*To be done*: Can you filter the records down to every line that contains the word "panel", matching case exactly, and copy each of those lines?

*Record excerpts*:

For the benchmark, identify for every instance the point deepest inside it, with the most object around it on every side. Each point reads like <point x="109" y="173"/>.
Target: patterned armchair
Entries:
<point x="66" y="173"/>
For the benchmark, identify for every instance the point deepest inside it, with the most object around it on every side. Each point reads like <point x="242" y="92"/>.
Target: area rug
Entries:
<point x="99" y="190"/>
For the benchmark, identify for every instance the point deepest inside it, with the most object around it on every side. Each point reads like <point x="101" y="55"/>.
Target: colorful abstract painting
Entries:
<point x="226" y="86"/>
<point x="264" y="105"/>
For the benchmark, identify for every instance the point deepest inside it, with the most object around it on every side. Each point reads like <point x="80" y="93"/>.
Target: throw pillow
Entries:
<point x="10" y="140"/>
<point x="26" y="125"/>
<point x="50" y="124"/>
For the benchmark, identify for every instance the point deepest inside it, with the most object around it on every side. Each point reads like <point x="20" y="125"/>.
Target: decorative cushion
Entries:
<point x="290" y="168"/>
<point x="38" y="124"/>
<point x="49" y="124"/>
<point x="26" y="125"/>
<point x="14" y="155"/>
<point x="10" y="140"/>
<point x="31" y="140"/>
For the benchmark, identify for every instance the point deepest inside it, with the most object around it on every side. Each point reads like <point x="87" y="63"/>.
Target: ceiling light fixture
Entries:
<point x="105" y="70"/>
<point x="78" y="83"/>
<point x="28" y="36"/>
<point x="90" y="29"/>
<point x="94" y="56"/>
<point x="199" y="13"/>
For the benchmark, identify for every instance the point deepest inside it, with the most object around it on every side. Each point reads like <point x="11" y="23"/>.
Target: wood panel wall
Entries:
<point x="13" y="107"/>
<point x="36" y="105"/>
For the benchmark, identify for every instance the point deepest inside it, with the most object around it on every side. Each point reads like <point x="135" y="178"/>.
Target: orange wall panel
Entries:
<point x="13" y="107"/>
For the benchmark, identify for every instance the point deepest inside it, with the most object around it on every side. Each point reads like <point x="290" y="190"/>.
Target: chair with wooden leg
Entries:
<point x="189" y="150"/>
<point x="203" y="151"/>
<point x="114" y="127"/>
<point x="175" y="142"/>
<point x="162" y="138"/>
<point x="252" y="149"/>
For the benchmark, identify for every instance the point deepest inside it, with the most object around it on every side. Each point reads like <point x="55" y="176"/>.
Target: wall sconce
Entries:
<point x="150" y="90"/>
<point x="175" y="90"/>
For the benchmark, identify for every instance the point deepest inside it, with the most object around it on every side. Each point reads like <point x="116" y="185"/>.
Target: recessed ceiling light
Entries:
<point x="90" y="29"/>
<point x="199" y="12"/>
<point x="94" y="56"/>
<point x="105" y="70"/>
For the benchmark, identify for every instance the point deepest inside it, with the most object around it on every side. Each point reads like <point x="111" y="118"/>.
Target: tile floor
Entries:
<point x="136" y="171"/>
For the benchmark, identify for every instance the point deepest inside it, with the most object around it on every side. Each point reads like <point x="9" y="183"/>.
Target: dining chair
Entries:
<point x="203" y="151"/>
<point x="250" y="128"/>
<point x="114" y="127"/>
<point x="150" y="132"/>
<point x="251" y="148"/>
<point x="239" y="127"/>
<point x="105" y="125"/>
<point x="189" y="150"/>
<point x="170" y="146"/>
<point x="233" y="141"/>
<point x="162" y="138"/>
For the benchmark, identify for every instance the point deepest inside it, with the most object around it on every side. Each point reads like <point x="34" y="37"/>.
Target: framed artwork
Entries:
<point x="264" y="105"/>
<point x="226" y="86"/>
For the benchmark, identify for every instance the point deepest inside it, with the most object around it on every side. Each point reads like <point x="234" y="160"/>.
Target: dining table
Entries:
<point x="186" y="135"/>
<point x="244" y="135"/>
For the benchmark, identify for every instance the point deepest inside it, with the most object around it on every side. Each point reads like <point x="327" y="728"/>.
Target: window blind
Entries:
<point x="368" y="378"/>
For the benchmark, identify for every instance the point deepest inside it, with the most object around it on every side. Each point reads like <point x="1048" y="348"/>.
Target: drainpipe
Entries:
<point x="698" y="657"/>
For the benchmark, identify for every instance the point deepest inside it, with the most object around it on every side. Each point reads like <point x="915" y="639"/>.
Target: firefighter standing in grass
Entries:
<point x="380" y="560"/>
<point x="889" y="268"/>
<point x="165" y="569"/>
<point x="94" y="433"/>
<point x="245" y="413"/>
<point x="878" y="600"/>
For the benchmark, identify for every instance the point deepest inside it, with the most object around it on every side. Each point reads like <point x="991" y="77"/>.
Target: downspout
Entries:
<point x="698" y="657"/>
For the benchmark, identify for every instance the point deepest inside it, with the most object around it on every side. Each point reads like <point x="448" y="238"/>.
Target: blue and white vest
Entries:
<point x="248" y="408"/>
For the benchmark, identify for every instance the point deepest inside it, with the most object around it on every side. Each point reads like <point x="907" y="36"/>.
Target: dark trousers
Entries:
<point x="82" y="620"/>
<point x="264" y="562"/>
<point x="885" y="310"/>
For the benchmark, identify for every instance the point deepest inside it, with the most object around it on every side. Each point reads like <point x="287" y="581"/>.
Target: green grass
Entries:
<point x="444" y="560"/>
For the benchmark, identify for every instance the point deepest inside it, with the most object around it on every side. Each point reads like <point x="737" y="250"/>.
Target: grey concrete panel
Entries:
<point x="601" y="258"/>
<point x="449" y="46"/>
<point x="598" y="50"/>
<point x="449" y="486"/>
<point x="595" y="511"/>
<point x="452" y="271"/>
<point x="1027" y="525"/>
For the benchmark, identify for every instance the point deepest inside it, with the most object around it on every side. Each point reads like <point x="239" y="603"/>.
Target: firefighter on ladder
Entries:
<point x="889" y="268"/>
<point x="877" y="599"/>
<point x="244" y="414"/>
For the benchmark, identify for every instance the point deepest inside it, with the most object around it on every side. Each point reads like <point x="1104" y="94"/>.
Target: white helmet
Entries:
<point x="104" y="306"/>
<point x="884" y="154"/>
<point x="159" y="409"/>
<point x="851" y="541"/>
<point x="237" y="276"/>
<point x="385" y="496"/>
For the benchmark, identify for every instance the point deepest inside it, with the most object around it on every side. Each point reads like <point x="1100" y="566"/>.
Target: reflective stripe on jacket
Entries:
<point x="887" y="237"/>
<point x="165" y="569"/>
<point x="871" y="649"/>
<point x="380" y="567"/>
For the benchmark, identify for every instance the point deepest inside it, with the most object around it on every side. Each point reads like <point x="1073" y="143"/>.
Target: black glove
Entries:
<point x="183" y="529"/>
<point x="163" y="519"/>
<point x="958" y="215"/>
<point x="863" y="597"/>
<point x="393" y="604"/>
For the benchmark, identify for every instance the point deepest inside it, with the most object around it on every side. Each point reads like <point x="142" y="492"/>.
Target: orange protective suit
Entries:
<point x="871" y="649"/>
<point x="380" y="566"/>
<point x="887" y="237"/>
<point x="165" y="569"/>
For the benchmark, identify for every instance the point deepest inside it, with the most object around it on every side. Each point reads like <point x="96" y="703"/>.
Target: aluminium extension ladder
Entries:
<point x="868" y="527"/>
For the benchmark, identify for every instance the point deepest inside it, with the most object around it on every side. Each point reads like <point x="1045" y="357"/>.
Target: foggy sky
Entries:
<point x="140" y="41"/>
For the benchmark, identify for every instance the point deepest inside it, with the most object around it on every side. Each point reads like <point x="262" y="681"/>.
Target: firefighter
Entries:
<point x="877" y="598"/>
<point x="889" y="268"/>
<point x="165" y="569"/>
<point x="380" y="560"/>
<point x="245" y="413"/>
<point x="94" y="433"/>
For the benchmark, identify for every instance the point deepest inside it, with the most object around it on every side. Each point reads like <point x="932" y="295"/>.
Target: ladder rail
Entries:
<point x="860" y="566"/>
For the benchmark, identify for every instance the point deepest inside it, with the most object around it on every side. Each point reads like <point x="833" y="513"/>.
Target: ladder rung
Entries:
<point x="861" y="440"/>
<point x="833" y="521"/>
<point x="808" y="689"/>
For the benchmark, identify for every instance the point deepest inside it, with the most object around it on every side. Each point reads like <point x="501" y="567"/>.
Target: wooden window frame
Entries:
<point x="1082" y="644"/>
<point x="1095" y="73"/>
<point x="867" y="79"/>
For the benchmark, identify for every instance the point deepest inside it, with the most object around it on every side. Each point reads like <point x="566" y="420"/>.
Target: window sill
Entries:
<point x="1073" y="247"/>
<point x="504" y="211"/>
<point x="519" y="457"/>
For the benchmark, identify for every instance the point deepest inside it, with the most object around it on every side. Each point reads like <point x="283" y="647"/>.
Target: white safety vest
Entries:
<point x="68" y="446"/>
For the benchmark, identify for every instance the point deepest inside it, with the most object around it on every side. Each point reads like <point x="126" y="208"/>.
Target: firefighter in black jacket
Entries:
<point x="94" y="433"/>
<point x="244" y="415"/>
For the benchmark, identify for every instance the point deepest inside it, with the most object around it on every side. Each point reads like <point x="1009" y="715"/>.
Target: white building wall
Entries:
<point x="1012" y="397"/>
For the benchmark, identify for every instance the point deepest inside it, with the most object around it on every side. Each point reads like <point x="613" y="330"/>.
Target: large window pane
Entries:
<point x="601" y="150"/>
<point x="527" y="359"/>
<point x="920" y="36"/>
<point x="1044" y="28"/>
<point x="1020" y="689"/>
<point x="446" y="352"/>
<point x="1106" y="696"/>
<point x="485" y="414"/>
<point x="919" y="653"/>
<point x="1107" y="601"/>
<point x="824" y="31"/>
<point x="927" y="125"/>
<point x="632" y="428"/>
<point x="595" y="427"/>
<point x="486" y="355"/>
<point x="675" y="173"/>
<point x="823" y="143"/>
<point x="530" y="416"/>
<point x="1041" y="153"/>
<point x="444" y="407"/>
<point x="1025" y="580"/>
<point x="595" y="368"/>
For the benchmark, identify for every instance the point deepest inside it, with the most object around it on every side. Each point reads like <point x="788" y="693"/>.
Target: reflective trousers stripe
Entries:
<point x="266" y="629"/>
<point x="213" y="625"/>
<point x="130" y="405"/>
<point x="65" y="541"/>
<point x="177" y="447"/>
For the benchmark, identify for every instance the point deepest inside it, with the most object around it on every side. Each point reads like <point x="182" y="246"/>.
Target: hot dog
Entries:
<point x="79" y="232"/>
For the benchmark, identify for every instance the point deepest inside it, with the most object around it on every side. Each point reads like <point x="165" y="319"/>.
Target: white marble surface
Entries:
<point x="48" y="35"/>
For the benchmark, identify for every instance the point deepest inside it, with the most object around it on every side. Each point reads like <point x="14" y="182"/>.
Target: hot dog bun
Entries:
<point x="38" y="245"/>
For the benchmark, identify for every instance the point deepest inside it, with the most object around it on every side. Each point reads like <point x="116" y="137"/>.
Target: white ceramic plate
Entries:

*Solution to this exercise*:
Target: wood panel wall
Target: orange wall panel
Target: grey concrete panel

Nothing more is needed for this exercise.